DATASET RECORDS
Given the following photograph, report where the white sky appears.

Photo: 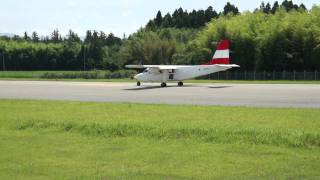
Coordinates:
[0,0,319,37]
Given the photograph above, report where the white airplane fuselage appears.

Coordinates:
[134,65,232,83]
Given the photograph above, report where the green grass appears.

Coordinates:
[0,100,320,179]
[0,70,320,84]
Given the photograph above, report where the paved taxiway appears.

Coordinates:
[0,81,320,108]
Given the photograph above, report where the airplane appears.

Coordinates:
[125,40,240,87]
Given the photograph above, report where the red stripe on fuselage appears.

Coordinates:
[204,58,230,65]
[216,40,230,50]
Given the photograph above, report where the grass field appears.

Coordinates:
[0,100,320,179]
[0,70,320,84]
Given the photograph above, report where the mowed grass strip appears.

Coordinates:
[0,100,320,179]
[0,100,320,147]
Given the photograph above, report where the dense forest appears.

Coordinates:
[0,0,320,71]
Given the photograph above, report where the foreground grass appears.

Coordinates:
[0,100,320,179]
[0,70,320,84]
[0,77,320,84]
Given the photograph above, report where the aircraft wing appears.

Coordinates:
[126,65,178,70]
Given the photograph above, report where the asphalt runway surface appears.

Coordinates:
[0,81,320,108]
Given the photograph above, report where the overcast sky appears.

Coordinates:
[0,0,319,37]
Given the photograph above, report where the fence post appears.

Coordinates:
[272,70,276,80]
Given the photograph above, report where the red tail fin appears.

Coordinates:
[205,40,230,65]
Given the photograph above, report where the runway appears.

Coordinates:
[0,81,320,108]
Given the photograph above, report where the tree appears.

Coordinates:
[281,0,294,12]
[263,3,271,14]
[31,31,39,42]
[299,3,307,11]
[154,11,162,27]
[23,32,30,41]
[205,6,218,22]
[223,2,239,15]
[162,13,172,28]
[271,1,279,14]
[51,29,62,43]
[84,30,92,43]
[67,29,81,43]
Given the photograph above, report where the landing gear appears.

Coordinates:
[161,83,167,87]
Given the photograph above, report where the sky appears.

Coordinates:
[0,0,320,37]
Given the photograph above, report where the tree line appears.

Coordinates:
[0,0,320,71]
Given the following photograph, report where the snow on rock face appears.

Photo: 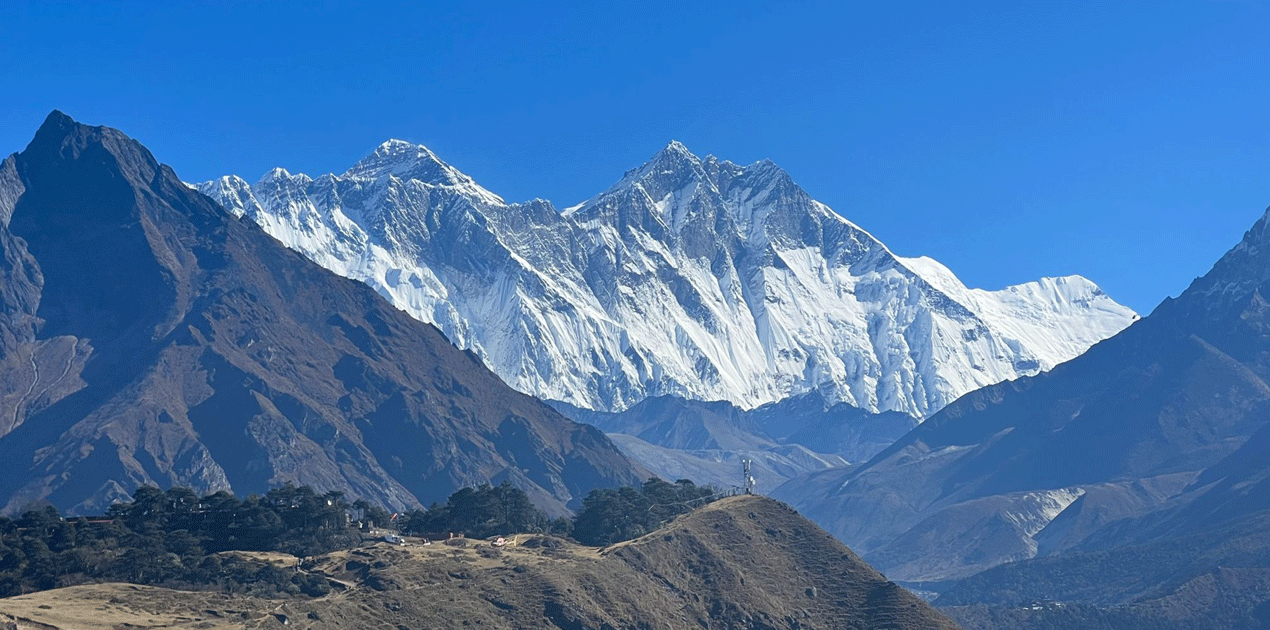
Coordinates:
[198,141,1137,418]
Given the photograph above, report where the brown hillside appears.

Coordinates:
[0,497,956,630]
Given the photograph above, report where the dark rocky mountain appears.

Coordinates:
[776,203,1270,627]
[0,112,643,513]
[0,495,958,630]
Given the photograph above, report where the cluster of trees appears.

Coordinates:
[398,481,569,539]
[0,485,358,597]
[573,478,718,546]
[399,478,716,546]
[0,479,715,597]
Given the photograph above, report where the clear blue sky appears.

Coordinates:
[0,0,1270,312]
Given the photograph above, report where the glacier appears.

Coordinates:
[197,140,1137,418]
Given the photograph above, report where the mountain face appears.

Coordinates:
[550,391,917,492]
[198,141,1135,418]
[776,208,1270,614]
[0,495,958,630]
[0,112,643,513]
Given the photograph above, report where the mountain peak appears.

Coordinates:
[344,138,505,206]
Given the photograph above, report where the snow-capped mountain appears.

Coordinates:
[198,140,1137,417]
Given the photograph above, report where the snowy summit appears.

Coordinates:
[198,141,1135,418]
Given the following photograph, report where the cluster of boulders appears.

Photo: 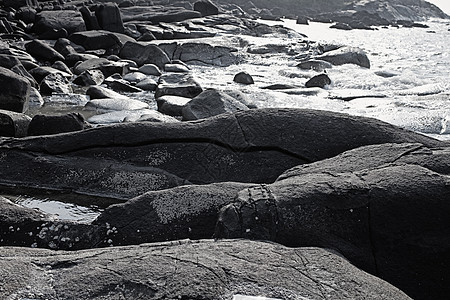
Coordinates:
[0,0,450,300]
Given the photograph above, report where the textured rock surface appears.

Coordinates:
[216,165,450,299]
[0,241,410,300]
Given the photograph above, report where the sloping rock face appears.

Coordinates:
[0,240,410,300]
[0,109,443,198]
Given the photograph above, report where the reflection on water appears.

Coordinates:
[4,195,103,223]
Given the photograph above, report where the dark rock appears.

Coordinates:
[80,6,101,30]
[69,30,134,50]
[119,42,170,69]
[95,3,125,33]
[305,74,331,88]
[194,0,219,17]
[0,54,37,87]
[53,38,77,57]
[73,70,105,86]
[30,67,72,84]
[120,5,202,24]
[25,40,65,63]
[73,58,129,77]
[28,113,84,135]
[233,72,255,84]
[52,60,72,74]
[330,22,353,30]
[0,109,31,138]
[136,78,158,92]
[316,47,370,68]
[159,42,239,67]
[0,109,445,192]
[33,10,86,34]
[297,59,333,72]
[296,16,309,25]
[182,89,249,121]
[155,73,203,98]
[105,78,142,93]
[156,96,192,117]
[0,67,31,113]
[40,73,73,95]
[0,238,410,300]
[217,163,450,299]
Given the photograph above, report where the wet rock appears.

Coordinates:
[233,72,255,84]
[0,108,445,190]
[156,96,192,117]
[194,0,219,17]
[296,16,309,25]
[85,98,148,111]
[40,73,73,95]
[94,182,254,245]
[25,40,65,63]
[28,113,84,136]
[218,165,450,299]
[305,74,331,88]
[316,47,370,68]
[73,58,129,77]
[72,70,105,86]
[159,42,239,67]
[136,78,158,92]
[0,109,31,137]
[95,3,125,33]
[69,30,135,50]
[0,239,410,300]
[182,89,249,121]
[119,42,170,69]
[86,86,129,99]
[120,5,202,24]
[33,10,86,34]
[0,67,31,113]
[53,38,81,57]
[330,23,353,30]
[155,73,203,98]
[297,59,333,72]
[0,54,37,87]
[29,66,72,84]
[52,60,72,74]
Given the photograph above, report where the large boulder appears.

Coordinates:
[0,67,31,113]
[95,3,125,33]
[119,42,170,69]
[69,30,134,50]
[194,0,219,17]
[315,47,370,68]
[182,89,249,120]
[120,5,202,24]
[216,165,450,299]
[0,109,445,196]
[155,73,203,98]
[25,40,65,62]
[33,10,86,34]
[0,109,31,137]
[0,240,410,300]
[159,42,239,67]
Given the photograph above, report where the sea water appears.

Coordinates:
[194,19,450,140]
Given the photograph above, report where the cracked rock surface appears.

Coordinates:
[0,240,410,300]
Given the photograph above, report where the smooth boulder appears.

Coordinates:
[182,89,249,121]
[0,67,31,113]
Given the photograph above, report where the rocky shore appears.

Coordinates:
[0,0,450,300]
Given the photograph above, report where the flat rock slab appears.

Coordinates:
[0,109,446,196]
[0,240,410,300]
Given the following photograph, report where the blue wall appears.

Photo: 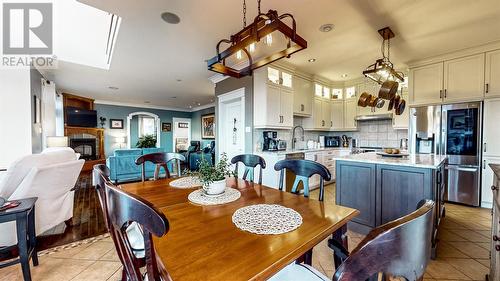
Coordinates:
[94,104,191,157]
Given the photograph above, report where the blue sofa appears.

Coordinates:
[106,147,165,182]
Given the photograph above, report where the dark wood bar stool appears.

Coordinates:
[231,154,266,184]
[274,159,332,201]
[105,182,172,281]
[0,197,38,281]
[135,152,186,181]
[328,200,435,281]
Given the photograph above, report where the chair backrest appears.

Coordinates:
[274,159,332,201]
[92,164,110,231]
[105,182,170,281]
[135,152,186,181]
[333,200,435,281]
[231,154,266,184]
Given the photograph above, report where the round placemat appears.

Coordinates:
[169,177,202,188]
[233,204,302,234]
[188,187,241,205]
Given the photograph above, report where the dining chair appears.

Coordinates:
[231,154,266,184]
[92,164,146,280]
[269,200,435,281]
[274,159,332,201]
[105,179,172,281]
[135,152,186,181]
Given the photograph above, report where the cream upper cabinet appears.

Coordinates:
[344,98,358,130]
[483,99,500,157]
[443,54,484,102]
[279,88,293,127]
[484,50,500,98]
[409,62,443,104]
[253,67,294,129]
[293,76,314,117]
[330,100,344,131]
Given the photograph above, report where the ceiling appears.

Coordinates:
[42,0,500,109]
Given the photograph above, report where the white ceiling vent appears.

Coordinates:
[54,0,121,69]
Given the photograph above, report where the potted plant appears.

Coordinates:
[135,135,156,148]
[196,153,234,195]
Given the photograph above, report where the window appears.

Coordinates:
[139,116,156,137]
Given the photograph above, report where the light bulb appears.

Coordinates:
[264,34,273,46]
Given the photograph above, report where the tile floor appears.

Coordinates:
[0,186,491,281]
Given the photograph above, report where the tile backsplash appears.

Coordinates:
[253,118,408,149]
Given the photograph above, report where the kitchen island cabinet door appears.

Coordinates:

TO BE DONE
Reproduce only the stretch of the listing from the line containing "Given the photograph above, report where the textured" through the line containing "[4,195,103,223]", substituting "stone" for "rock" and leaving everything else unchanged.

PROBLEM SOLUTION
Given the photograph above, report where the textured stone surface appears.

Coordinates:
[216,165,450,299]
[0,241,410,300]
Given the photograph above, report where the sloping stone face appears.

Coordinates:
[0,240,410,300]
[0,109,443,198]
Given the photograph above, report where the reflection on water appears.

Coordinates:
[4,195,103,223]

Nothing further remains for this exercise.